**WHAT IS NEEDED**
Your task is to repeat the entries exactly. Leave the pictures out.

##### EXERCISE INPUTS

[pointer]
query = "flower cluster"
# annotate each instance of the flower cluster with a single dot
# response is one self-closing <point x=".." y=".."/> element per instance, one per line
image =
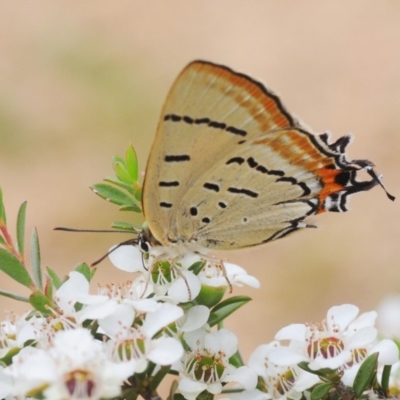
<point x="114" y="342"/>
<point x="302" y="353"/>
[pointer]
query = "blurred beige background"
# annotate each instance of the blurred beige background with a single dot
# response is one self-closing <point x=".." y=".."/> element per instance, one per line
<point x="81" y="80"/>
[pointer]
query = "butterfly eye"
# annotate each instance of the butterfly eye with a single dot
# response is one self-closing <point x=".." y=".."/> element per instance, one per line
<point x="144" y="246"/>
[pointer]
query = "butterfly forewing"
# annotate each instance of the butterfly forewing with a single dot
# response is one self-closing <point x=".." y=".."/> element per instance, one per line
<point x="208" y="111"/>
<point x="230" y="168"/>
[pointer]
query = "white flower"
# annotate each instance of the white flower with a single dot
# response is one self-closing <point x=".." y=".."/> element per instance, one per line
<point x="5" y="384"/>
<point x="388" y="321"/>
<point x="277" y="366"/>
<point x="207" y="366"/>
<point x="228" y="274"/>
<point x="119" y="299"/>
<point x="75" y="367"/>
<point x="138" y="343"/>
<point x="195" y="318"/>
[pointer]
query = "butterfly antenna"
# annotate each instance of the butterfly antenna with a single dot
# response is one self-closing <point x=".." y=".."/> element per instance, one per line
<point x="132" y="242"/>
<point x="60" y="228"/>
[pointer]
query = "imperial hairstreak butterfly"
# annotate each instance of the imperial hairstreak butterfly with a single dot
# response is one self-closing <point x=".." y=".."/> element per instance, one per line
<point x="230" y="168"/>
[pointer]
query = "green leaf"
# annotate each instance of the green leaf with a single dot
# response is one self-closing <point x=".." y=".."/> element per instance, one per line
<point x="138" y="193"/>
<point x="126" y="226"/>
<point x="325" y="373"/>
<point x="366" y="375"/>
<point x="14" y="296"/>
<point x="118" y="159"/>
<point x="321" y="391"/>
<point x="40" y="302"/>
<point x="113" y="194"/>
<point x="3" y="219"/>
<point x="132" y="164"/>
<point x="11" y="266"/>
<point x="159" y="377"/>
<point x="236" y="360"/>
<point x="21" y="228"/>
<point x="172" y="391"/>
<point x="226" y="308"/>
<point x="122" y="173"/>
<point x="128" y="187"/>
<point x="35" y="260"/>
<point x="7" y="359"/>
<point x="55" y="280"/>
<point x="86" y="271"/>
<point x="385" y="378"/>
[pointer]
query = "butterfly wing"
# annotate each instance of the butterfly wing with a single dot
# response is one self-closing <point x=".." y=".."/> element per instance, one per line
<point x="227" y="156"/>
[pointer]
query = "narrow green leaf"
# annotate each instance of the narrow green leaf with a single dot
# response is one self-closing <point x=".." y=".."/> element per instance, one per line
<point x="35" y="260"/>
<point x="128" y="187"/>
<point x="172" y="391"/>
<point x="21" y="228"/>
<point x="119" y="159"/>
<point x="114" y="195"/>
<point x="236" y="360"/>
<point x="11" y="266"/>
<point x="365" y="375"/>
<point x="55" y="280"/>
<point x="132" y="164"/>
<point x="48" y="288"/>
<point x="14" y="296"/>
<point x="225" y="308"/>
<point x="3" y="219"/>
<point x="7" y="359"/>
<point x="324" y="373"/>
<point x="40" y="302"/>
<point x="85" y="270"/>
<point x="122" y="173"/>
<point x="321" y="391"/>
<point x="209" y="296"/>
<point x="138" y="193"/>
<point x="385" y="378"/>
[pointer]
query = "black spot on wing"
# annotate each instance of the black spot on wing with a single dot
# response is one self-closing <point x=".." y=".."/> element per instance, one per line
<point x="246" y="192"/>
<point x="193" y="211"/>
<point x="235" y="160"/>
<point x="211" y="186"/>
<point x="252" y="162"/>
<point x="236" y="131"/>
<point x="218" y="125"/>
<point x="212" y="124"/>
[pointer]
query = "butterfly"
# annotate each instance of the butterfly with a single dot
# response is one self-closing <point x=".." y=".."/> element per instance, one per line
<point x="231" y="168"/>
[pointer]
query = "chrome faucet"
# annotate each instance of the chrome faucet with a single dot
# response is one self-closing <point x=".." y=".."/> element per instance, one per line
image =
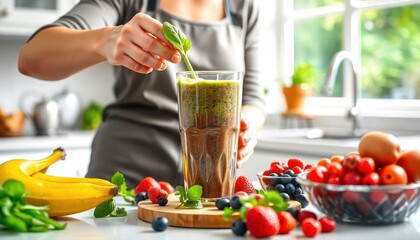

##########

**ANSWER**
[pointer]
query = "flower cluster"
# annotate each instance of the flower cluster with a single dot
# response is one self-closing <point x=".." y=".."/> element per instance, one per line
image =
<point x="114" y="342"/>
<point x="302" y="353"/>
[pointer]
query = "blurred beige background"
# annotate each instance of the blurred beige background with a single dot
# response is one self-closing <point x=".." y=".."/> element per instance, one per line
<point x="81" y="80"/>
[pointer]
query = "butterfly eye"
# annotate each instance of the butterfly eye with a single dot
# response is one self-closing <point x=".." y=".."/> element per instance, one per line
<point x="144" y="246"/>
[pointer]
query = "butterfly forewing"
# annotate each instance of the butterfly forewing with a single dot
# response is one self-closing <point x=".." y=".."/> element per instance, one per line
<point x="208" y="111"/>
<point x="230" y="168"/>
[pointer]
query = "white flower"
# annotate each instance of the white flower with a single dot
# response is one self-closing <point x=".." y=".."/> element per instance, one per line
<point x="5" y="384"/>
<point x="388" y="321"/>
<point x="277" y="366"/>
<point x="207" y="366"/>
<point x="228" y="274"/>
<point x="119" y="299"/>
<point x="75" y="367"/>
<point x="138" y="343"/>
<point x="195" y="318"/>
[pointer]
query = "butterfly antenna"
# annotate each instance of the butterfly antenna with a single dot
# response is one self-closing <point x=".." y=".."/> element per instance, one per line
<point x="132" y="242"/>
<point x="60" y="228"/>
[pointer]
query = "imperial hairstreak butterfly"
# annotate each instance of the imperial hairstreak butterfly with a single dot
# response is one self-closing <point x=".." y=".."/> element per instance, one per line
<point x="230" y="168"/>
[pointer]
query = "green leaf"
# annotate each instance of the green leaf with a single dot
# response is one self-closing <point x=".." y=".."/> element per instance, one per line
<point x="138" y="193"/>
<point x="126" y="226"/>
<point x="325" y="373"/>
<point x="366" y="375"/>
<point x="14" y="296"/>
<point x="118" y="159"/>
<point x="321" y="391"/>
<point x="40" y="302"/>
<point x="113" y="194"/>
<point x="3" y="219"/>
<point x="132" y="164"/>
<point x="11" y="266"/>
<point x="159" y="377"/>
<point x="236" y="360"/>
<point x="21" y="228"/>
<point x="172" y="391"/>
<point x="226" y="308"/>
<point x="122" y="173"/>
<point x="128" y="187"/>
<point x="35" y="260"/>
<point x="7" y="359"/>
<point x="55" y="280"/>
<point x="86" y="271"/>
<point x="385" y="378"/>
[pointer]
query = "butterfly wing"
# annotate each instance of the butterfly wing with a single dot
# response is one self-closing <point x=".." y=".."/> element per instance, one per line
<point x="227" y="156"/>
[pointer]
query = "narrow green leaf"
# annotate each instance of the narrow green leaf with a single dot
# response is one self-closing <point x=".." y=".."/> element per instance, one per line
<point x="35" y="260"/>
<point x="128" y="187"/>
<point x="172" y="391"/>
<point x="21" y="228"/>
<point x="119" y="159"/>
<point x="114" y="195"/>
<point x="236" y="360"/>
<point x="11" y="266"/>
<point x="365" y="375"/>
<point x="55" y="280"/>
<point x="132" y="164"/>
<point x="48" y="288"/>
<point x="14" y="296"/>
<point x="225" y="308"/>
<point x="3" y="219"/>
<point x="7" y="359"/>
<point x="324" y="373"/>
<point x="40" y="302"/>
<point x="85" y="270"/>
<point x="122" y="173"/>
<point x="321" y="391"/>
<point x="209" y="296"/>
<point x="138" y="193"/>
<point x="385" y="378"/>
[pointer]
query = "black spot on wing"
# annotate each instance of the black spot on wing with a single dot
# response is one self-closing <point x=".." y=".."/> element per instance, one per line
<point x="246" y="192"/>
<point x="193" y="211"/>
<point x="235" y="160"/>
<point x="211" y="186"/>
<point x="252" y="162"/>
<point x="236" y="131"/>
<point x="218" y="125"/>
<point x="212" y="124"/>
[pointer]
query = "butterfly"
# annotate each instance of the butterfly with a single dot
# response is one self-closing <point x=".." y=".."/> element per instance, one per line
<point x="231" y="168"/>
[pointer]
query = "chrome faucet"
# annotate each instance of the chrome faucet with a single dot
# response is one self-closing <point x=".." y=".."/> element per instance, one per line
image =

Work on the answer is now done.